**Textabschnitt**

Fehlgeburten am Fließband
Schwangere sind im US-Arbeitsleben mitunter lebensgefährlich diskriminiert
Der 40 Jahre alte Pregnancy Discrimination Act ist das einzige USBundesgesetz, das derzeit werdende Mütter im Job schützen soll. Er ist ein stumpfes Schwert, wie über Jahre erhobene Daten zeigen.
Das »Land der unbegrenzten Möglichkeiten«, ein Anspruch, den die USA auf so manchem Gebiet bis heute zu Recht erheben, ist andererseits immer auch ein Land unfassbarer Peinlichkeiten gewesen. In der Privatwirtschaft etwa, die die US-Wirtschaft weithin frei von gewerkschaftlichen Gegengewichten beherrscht, läuft ein Dauerkonflikt, bei dem es oft um Sein oder Nichtsein, ums nackte Leben geht: Als »Fehlgeburt am Arbeitsplatz: Der physische Preis der Diskriminierung von Schwangeren« fasste die »New York Times« eine landesweite Untersuchung zusammen, deren Ergebnisse im vergangenen Herbst veröffentlicht wurden.

**Datensatz**
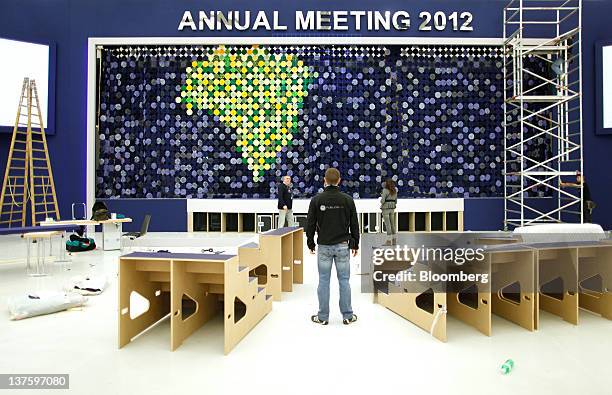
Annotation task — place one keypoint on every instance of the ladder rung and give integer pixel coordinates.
(44, 212)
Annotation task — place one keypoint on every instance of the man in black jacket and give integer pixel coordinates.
(285, 203)
(332, 214)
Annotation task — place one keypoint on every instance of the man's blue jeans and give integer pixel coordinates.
(339, 254)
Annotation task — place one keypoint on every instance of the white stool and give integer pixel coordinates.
(40, 238)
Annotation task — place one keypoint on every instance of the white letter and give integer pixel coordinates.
(377, 256)
(385, 20)
(209, 20)
(187, 20)
(340, 18)
(247, 20)
(324, 20)
(357, 15)
(262, 20)
(224, 20)
(306, 23)
(376, 276)
(276, 24)
(401, 20)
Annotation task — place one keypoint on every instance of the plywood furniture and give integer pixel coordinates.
(423, 304)
(560, 278)
(509, 293)
(190, 288)
(277, 259)
(595, 278)
(112, 229)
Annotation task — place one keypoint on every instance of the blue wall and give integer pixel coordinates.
(70, 23)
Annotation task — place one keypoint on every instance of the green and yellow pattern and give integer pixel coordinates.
(257, 92)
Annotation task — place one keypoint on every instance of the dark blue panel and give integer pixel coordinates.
(167, 215)
(70, 23)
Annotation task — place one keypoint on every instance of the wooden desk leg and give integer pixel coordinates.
(287, 262)
(298, 257)
(520, 269)
(245, 304)
(131, 280)
(183, 287)
(271, 254)
(596, 262)
(559, 297)
(472, 304)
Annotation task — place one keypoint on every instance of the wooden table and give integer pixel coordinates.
(112, 229)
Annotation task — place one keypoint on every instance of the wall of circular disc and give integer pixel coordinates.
(229, 121)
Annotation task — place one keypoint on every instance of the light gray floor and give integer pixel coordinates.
(286, 353)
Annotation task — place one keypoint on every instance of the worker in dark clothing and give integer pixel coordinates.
(285, 203)
(587, 202)
(332, 214)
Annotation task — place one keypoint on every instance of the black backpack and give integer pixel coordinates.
(99, 212)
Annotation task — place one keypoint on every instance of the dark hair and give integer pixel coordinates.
(332, 176)
(390, 185)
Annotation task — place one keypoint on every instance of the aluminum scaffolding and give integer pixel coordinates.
(542, 112)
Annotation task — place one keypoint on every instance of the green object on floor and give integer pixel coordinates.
(507, 366)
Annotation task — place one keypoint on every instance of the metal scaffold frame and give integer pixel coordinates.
(542, 106)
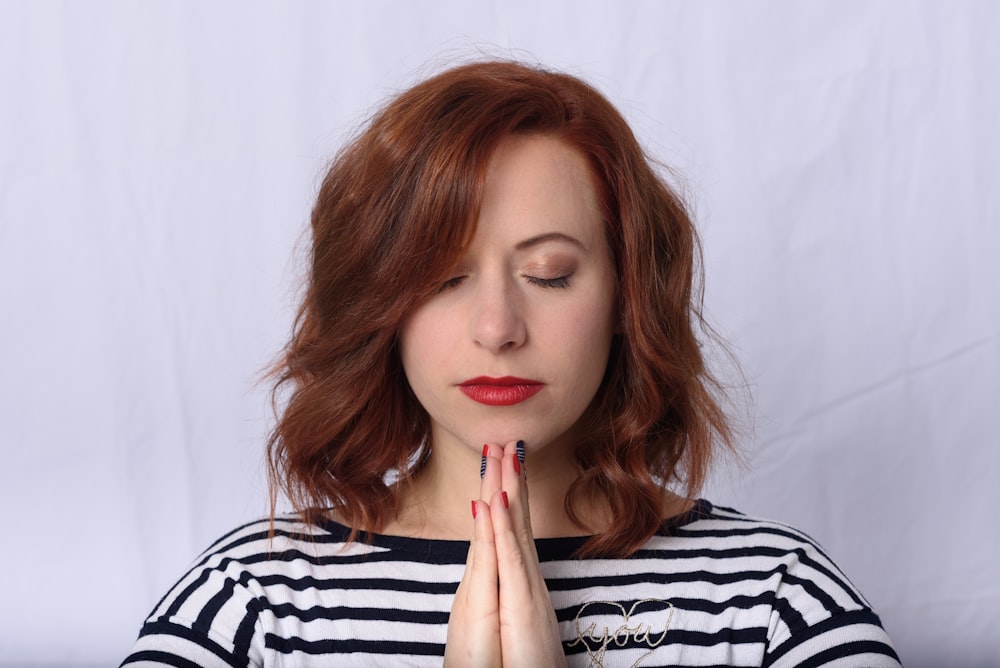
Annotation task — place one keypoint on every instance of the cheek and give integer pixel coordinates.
(421, 345)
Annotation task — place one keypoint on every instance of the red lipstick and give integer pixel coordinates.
(505, 391)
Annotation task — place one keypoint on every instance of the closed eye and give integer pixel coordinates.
(558, 282)
(451, 283)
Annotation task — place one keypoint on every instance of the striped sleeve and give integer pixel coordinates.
(818, 618)
(210, 617)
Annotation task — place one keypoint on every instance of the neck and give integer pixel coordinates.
(434, 502)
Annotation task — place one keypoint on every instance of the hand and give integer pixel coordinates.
(502, 614)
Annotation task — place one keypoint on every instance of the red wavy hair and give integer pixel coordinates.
(395, 213)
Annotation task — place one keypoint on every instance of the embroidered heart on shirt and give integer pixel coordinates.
(601, 624)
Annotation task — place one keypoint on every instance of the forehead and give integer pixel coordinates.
(541, 183)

**Übungsziel**
Nenne alle Ausdrücke, die im Textabschnitt über die Diskriminierung Schwangerer im US-Arbeitsleben zwischen den Anführungszeichen »« stehen.

**Schriftliche Antwort**
- Land der unbegrenzten Möglichkeiten
- Fehlgeburt am Arbeitsplatz: Der physische Preis der Diskriminierung von Schwangeren
- New York Times